_REQUIREMENT 1:_
Transcribe the taiji post below word for word, starting with "Anyhoo.. after viewing" and going on through "difficult and painful.".

_DOCUMENT TEXT:_
* * * * *

Breaking Structure

Wow.. I can’t believe I have totally missed the fact that I often break structure! One of the structural elements in taiji is that between the knee and toe. Generally, the knees are not supposed to go past the toes, however I’ve modified this a bit and changed it so the knees do not go past the instep in my case. I used to have a lot of problems with this and I attribute a lot of them to my wushu days where the goal was to see how low one can go.

Anyhoo.. after viewing some footages of some notable chen folks like Chen Xiao Wang and Chen Zheng Lei, I noticed they do not let their knees go past the instep region or the bubbling well point of the foot. I’ve been trying to incorporate this into my own training and it’s been quite difficult. To get a deep stance and not break this structural alignment requires a flexible and loose kua. To me, it’s easy to go low, but it’s hard to sink. Sinking into the stance is difficult and painful.

* * * * *

_LISTED RECORDS:_
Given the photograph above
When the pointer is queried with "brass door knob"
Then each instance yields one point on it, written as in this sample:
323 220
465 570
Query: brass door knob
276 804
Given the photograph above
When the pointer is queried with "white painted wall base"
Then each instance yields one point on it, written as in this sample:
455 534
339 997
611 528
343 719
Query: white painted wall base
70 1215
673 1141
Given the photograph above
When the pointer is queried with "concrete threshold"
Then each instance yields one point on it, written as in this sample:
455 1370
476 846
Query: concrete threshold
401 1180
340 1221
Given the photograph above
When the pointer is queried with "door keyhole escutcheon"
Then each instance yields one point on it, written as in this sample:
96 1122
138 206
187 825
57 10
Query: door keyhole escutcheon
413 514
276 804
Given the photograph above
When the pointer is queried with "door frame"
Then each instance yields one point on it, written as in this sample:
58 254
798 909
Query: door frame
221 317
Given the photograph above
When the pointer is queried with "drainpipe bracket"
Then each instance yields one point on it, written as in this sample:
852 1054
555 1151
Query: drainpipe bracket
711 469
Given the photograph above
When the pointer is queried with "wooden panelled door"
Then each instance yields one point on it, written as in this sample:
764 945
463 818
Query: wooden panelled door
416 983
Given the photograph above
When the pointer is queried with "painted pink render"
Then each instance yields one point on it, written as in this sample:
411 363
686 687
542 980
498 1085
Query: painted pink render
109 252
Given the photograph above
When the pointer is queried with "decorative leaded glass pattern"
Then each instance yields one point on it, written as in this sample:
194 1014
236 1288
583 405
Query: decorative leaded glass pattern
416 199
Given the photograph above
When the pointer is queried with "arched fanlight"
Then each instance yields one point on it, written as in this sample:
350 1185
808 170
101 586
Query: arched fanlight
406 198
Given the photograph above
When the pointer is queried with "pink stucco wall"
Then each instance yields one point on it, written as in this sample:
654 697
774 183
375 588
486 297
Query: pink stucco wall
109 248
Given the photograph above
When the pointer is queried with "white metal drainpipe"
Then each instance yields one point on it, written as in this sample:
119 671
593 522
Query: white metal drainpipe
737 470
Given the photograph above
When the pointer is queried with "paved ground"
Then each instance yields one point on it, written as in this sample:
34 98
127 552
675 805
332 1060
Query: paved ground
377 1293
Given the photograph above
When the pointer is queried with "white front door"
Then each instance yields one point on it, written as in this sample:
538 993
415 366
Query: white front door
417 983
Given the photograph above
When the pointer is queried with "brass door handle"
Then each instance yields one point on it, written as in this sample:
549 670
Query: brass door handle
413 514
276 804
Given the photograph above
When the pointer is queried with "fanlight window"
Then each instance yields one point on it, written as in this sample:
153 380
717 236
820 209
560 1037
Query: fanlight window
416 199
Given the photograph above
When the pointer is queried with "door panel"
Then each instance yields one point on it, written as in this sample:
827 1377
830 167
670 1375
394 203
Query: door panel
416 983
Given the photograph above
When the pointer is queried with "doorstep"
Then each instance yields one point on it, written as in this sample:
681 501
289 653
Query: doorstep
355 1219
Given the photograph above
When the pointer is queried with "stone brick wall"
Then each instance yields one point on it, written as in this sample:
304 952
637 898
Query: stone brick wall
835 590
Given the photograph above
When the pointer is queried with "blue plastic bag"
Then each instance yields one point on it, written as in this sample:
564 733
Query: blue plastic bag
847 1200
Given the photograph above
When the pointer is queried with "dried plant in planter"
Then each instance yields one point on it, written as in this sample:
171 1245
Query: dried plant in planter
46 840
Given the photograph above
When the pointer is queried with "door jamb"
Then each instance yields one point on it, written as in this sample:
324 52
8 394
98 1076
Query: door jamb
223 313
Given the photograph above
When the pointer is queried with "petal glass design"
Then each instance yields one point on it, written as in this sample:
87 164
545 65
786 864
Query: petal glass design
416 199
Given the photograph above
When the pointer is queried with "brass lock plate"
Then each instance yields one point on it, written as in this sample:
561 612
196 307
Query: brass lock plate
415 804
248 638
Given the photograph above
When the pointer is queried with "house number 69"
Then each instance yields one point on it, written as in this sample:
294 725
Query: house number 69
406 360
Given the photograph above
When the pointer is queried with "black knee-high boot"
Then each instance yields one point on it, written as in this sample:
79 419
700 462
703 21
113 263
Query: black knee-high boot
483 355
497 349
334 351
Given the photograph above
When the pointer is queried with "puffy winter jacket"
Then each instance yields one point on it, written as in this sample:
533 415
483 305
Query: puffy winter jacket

* * * * *

_REQUIREMENT 2:_
Pick out every line of the listing above that contains the word "doorstep".

_CORRECT RESULT 1:_
Anyhoo.. after viewing some footages of some notable chen folks like Chen Xiao Wang and Chen Zheng Lei, I noticed they do not let their knees go past the instep region or the bubbling well point of the foot. I’ve been trying to incorporate this into my own training and it’s been quite difficult. To get a deep stance and not break this structural alignment requires a flexible and loose kua. To me, it’s easy to go low, but it’s hard to sink. Sinking into the stance is difficult and painful.

_CORRECT RESULT 2:_
When the pointer is queried with "doorstep"
Query: doorstep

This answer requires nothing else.